_Stated exercise_
Your task is to write out exactly the lines from the line containing "of the overcast" through the end of the records, inclusive at both ends.

_ _ _ _ _

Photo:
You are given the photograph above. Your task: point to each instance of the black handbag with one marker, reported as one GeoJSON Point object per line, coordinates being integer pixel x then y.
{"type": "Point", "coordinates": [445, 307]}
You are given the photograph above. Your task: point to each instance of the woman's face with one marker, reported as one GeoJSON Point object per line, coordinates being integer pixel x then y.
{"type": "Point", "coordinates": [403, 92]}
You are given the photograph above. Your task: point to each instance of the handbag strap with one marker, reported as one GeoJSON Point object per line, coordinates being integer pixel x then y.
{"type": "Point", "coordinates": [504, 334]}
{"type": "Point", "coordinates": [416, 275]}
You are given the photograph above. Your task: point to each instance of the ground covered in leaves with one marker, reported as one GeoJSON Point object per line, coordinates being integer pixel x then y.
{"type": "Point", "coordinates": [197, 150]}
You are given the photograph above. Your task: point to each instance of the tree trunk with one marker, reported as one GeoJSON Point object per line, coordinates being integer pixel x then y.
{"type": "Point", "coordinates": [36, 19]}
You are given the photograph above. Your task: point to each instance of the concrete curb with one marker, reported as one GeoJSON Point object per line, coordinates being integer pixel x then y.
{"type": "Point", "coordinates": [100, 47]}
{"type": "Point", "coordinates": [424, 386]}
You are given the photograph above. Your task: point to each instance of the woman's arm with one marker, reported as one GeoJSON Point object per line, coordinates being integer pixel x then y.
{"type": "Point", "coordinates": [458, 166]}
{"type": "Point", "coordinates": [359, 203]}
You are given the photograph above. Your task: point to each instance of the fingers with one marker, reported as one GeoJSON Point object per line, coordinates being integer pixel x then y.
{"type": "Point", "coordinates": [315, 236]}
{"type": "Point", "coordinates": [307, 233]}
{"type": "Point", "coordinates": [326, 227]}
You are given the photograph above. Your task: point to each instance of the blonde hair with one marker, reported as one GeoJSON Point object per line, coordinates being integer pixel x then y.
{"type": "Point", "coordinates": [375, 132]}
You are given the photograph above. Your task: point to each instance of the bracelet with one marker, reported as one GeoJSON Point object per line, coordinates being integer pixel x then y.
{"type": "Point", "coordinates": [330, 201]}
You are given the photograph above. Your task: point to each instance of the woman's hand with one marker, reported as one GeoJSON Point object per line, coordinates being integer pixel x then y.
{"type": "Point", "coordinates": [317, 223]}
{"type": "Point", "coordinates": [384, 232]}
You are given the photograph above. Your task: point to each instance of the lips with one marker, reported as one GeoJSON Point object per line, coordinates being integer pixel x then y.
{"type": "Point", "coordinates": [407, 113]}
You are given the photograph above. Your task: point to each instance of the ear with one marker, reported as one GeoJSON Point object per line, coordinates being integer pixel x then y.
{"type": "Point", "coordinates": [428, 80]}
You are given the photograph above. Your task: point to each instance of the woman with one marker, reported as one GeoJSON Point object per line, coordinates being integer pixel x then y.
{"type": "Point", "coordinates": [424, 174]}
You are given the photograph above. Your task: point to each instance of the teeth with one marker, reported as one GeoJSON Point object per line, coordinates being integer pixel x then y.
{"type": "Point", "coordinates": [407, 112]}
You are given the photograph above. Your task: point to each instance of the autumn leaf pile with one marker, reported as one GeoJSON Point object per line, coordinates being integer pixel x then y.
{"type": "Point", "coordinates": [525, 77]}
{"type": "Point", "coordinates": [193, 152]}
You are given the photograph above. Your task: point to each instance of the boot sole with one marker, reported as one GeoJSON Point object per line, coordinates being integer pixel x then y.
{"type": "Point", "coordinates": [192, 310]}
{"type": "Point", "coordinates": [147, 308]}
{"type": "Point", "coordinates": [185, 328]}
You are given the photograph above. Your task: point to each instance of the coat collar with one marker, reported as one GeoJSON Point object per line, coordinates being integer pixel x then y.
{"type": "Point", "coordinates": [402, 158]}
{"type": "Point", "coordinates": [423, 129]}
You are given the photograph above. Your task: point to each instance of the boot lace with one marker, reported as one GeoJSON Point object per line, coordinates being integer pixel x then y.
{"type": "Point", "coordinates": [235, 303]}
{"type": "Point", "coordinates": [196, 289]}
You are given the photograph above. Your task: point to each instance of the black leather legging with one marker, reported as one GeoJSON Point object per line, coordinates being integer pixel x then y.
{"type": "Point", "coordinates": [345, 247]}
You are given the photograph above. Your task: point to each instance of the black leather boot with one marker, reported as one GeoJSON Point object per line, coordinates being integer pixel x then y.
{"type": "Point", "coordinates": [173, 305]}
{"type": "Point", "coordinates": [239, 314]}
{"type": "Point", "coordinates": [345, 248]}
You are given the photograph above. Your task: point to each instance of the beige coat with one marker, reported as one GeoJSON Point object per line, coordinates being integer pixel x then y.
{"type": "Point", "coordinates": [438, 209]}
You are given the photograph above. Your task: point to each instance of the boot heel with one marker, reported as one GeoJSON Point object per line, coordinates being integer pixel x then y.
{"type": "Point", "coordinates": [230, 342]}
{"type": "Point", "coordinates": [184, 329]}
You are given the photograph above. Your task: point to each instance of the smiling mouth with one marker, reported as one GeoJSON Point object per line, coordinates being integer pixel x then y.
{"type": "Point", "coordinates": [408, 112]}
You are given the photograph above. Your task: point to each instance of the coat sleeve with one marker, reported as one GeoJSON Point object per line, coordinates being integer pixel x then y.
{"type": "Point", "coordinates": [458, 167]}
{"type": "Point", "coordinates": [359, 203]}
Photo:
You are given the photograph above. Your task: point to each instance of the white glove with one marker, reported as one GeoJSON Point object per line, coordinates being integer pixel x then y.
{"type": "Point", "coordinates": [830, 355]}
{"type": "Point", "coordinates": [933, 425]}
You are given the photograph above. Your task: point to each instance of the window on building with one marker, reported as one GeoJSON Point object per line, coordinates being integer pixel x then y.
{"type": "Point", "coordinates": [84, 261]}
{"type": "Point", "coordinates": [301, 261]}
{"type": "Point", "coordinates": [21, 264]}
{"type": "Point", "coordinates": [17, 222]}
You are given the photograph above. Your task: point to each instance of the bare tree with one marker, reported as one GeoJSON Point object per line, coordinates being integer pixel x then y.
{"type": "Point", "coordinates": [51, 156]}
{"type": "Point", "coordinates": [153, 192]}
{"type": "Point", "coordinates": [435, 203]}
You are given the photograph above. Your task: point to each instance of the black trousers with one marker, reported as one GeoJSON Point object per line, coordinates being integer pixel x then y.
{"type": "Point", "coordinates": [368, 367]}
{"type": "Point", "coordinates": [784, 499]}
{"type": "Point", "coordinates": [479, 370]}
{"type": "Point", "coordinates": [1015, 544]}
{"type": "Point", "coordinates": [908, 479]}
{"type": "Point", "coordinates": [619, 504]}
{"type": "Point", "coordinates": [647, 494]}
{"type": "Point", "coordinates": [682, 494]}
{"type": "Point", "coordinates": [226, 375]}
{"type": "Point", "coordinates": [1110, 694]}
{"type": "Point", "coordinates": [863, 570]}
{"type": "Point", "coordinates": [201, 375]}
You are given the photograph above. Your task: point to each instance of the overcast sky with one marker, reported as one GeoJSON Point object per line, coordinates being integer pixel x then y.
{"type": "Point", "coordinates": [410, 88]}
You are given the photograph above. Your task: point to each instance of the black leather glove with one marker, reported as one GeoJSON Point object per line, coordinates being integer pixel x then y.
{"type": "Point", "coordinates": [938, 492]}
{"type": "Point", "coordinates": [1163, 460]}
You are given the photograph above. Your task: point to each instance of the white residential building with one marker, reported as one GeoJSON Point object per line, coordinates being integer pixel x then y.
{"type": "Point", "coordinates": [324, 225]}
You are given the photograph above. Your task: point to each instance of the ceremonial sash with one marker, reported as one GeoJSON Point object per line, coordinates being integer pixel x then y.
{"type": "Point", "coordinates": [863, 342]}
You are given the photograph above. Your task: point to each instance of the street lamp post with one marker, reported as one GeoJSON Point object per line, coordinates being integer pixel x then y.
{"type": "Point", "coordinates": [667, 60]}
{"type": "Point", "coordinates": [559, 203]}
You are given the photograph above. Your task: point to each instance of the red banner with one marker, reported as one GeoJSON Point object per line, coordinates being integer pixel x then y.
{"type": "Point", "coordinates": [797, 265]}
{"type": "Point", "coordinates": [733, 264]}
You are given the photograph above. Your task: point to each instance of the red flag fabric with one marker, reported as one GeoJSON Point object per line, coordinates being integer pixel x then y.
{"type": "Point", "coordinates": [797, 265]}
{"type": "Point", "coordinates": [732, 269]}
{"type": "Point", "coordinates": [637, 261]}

_ _ _ _ _

_Correct output_
You are given the photograph above. Your task: point to each instance of the overcast sky with one marker, reported as one GeoJSON Point object per line, coordinates being integer pixel x then y.
{"type": "Point", "coordinates": [410, 88]}
You are given the photograph above. Your task: point to each instance of the black leather glove with one marker, reported as one GeoJSON Point object per line, coordinates being integer pixel x then y.
{"type": "Point", "coordinates": [938, 492]}
{"type": "Point", "coordinates": [1163, 460]}
You are given the photograph above. Your task: point to each instance of the white residential building with one marker, reported as one GeoJSON Point object per line, coordinates being integer pixel x then y.
{"type": "Point", "coordinates": [324, 225]}
You are given the photograph above. Your task: point to each instance of the ceremonial sash with one marker, reported as one GeoJSON Point object per line, coordinates being integer pixel x then y.
{"type": "Point", "coordinates": [863, 342]}
You are given the photograph above. Your task: point to each instance of the street lamp post with one marker, reported as one GeoJSON Point object per line, coordinates being integer pixel x then y.
{"type": "Point", "coordinates": [667, 60]}
{"type": "Point", "coordinates": [559, 203]}
You are given the photograph above. Your task: point to each instance of the red banner with one marker, reported as one GeoJSON Point object per line, coordinates being integer pixel x then y.
{"type": "Point", "coordinates": [797, 265]}
{"type": "Point", "coordinates": [733, 264]}
You are given the photograph above. Your task: point to each instance of the red flag fabric with one marker, reported as one GeoJSON Point object per line, coordinates being integer pixel x then y.
{"type": "Point", "coordinates": [797, 265]}
{"type": "Point", "coordinates": [732, 269]}
{"type": "Point", "coordinates": [637, 261]}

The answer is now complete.